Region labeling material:
((

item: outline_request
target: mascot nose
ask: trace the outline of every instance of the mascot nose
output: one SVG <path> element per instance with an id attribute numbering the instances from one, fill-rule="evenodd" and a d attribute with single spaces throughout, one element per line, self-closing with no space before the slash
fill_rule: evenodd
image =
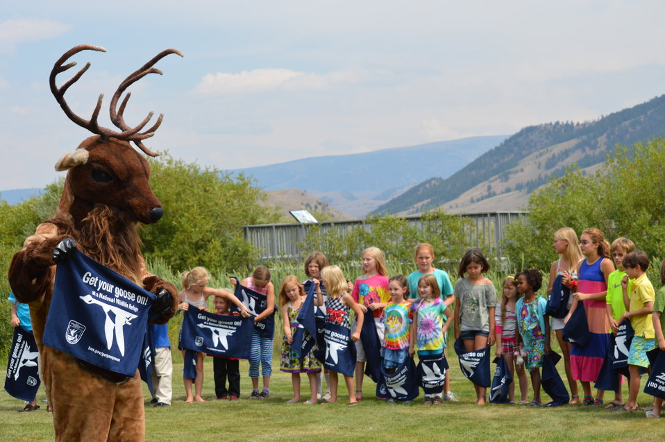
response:
<path id="1" fill-rule="evenodd" d="M 150 221 L 156 223 L 162 219 L 163 214 L 164 210 L 162 210 L 162 207 L 153 207 L 153 210 L 150 211 Z"/>

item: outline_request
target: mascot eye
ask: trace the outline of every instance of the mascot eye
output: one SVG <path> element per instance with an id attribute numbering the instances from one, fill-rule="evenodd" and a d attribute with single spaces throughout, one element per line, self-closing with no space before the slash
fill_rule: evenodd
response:
<path id="1" fill-rule="evenodd" d="M 106 171 L 96 167 L 92 169 L 92 179 L 97 182 L 108 182 L 113 178 Z"/>

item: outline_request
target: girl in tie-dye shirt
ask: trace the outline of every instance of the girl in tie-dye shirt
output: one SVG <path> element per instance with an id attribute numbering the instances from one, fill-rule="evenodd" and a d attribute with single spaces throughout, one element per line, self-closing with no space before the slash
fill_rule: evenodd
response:
<path id="1" fill-rule="evenodd" d="M 386 371 L 393 373 L 409 355 L 412 314 L 411 303 L 406 300 L 409 297 L 406 278 L 402 275 L 393 276 L 389 280 L 388 290 L 392 300 L 383 312 L 385 334 L 381 355 Z"/>

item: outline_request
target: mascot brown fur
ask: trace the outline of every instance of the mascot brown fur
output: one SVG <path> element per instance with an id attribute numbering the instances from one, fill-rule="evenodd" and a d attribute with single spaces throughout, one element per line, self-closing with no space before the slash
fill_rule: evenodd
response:
<path id="1" fill-rule="evenodd" d="M 60 204 L 53 216 L 37 226 L 14 256 L 9 280 L 17 299 L 30 305 L 42 380 L 53 409 L 56 440 L 143 441 L 143 393 L 137 371 L 133 377 L 124 377 L 42 346 L 42 341 L 56 265 L 75 248 L 157 295 L 152 307 L 159 314 L 155 323 L 167 323 L 176 312 L 176 287 L 149 274 L 141 255 L 138 224 L 157 222 L 162 210 L 148 183 L 148 162 L 128 142 L 155 155 L 142 140 L 153 135 L 162 116 L 151 128 L 140 132 L 152 112 L 131 128 L 122 116 L 129 94 L 118 111 L 115 107 L 130 85 L 148 74 L 161 74 L 152 67 L 160 59 L 169 53 L 182 54 L 174 49 L 165 51 L 120 85 L 111 101 L 110 114 L 112 121 L 121 131 L 114 132 L 97 124 L 103 96 L 90 121 L 74 114 L 62 98 L 90 63 L 60 88 L 56 86 L 56 76 L 76 65 L 62 66 L 62 63 L 84 49 L 105 51 L 90 45 L 69 50 L 51 73 L 51 88 L 72 121 L 98 135 L 85 139 L 76 151 L 58 161 L 57 170 L 69 170 Z"/>

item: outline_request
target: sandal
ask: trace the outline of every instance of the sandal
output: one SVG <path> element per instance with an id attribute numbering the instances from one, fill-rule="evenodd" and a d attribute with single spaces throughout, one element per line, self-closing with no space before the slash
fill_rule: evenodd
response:
<path id="1" fill-rule="evenodd" d="M 582 407 L 586 407 L 587 405 L 593 405 L 594 402 L 594 396 L 584 396 L 584 400 L 582 400 L 580 405 Z"/>

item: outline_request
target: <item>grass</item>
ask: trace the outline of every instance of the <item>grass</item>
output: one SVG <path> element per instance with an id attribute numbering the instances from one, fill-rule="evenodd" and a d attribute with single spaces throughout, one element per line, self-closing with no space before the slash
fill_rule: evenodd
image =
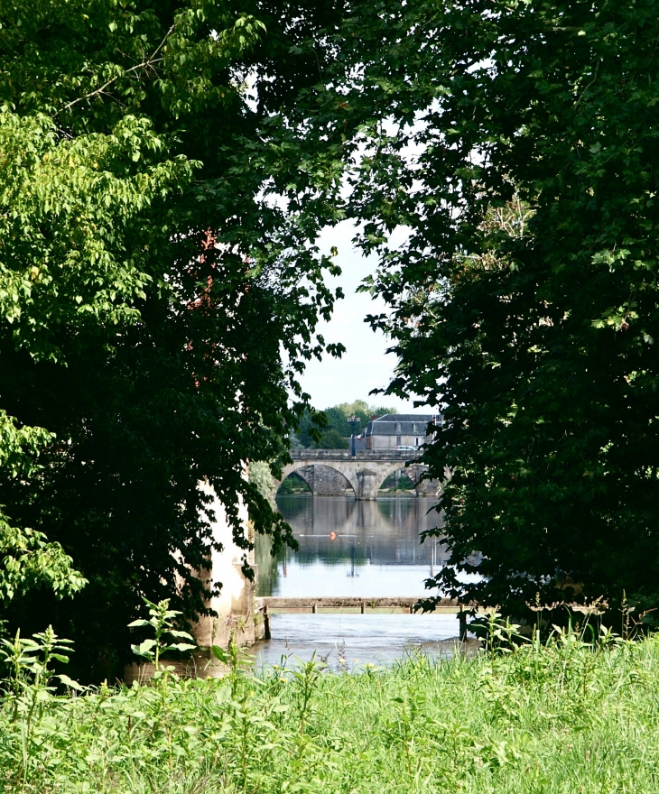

))

• _WHAT IS ASKED_:
Copy the material from its beginning through the line that contains "106 171 L 96", changing "mascot eye" to "mascot left eye" throughout and keeping everything else the same. Leave out the pictures.

• _OUTPUT BELOW_:
item: outline_request
target: mascot nose
ask: trace the outline of every instance of the mascot nose
output: one SVG <path> element per instance with an id attribute numbering the instances from one, fill-rule="evenodd" and a d attribute with single spaces throughout, one element per line, self-closing with no space before the slash
fill_rule: evenodd
image =
response:
<path id="1" fill-rule="evenodd" d="M 150 221 L 156 223 L 162 219 L 163 214 L 164 210 L 162 210 L 162 207 L 153 207 L 153 210 L 150 211 Z"/>

item: outline_request
target: mascot left eye
ask: trace the outline of every instance of the mascot left eye
output: one SVG <path> element per instance with an id attribute numbering the instances from one, fill-rule="evenodd" and a d attribute with single spaces throughout, one element per line, self-closing with no space before the slash
fill_rule: evenodd
response:
<path id="1" fill-rule="evenodd" d="M 106 171 L 96 167 L 92 169 L 92 179 L 97 182 L 108 182 L 113 178 Z"/>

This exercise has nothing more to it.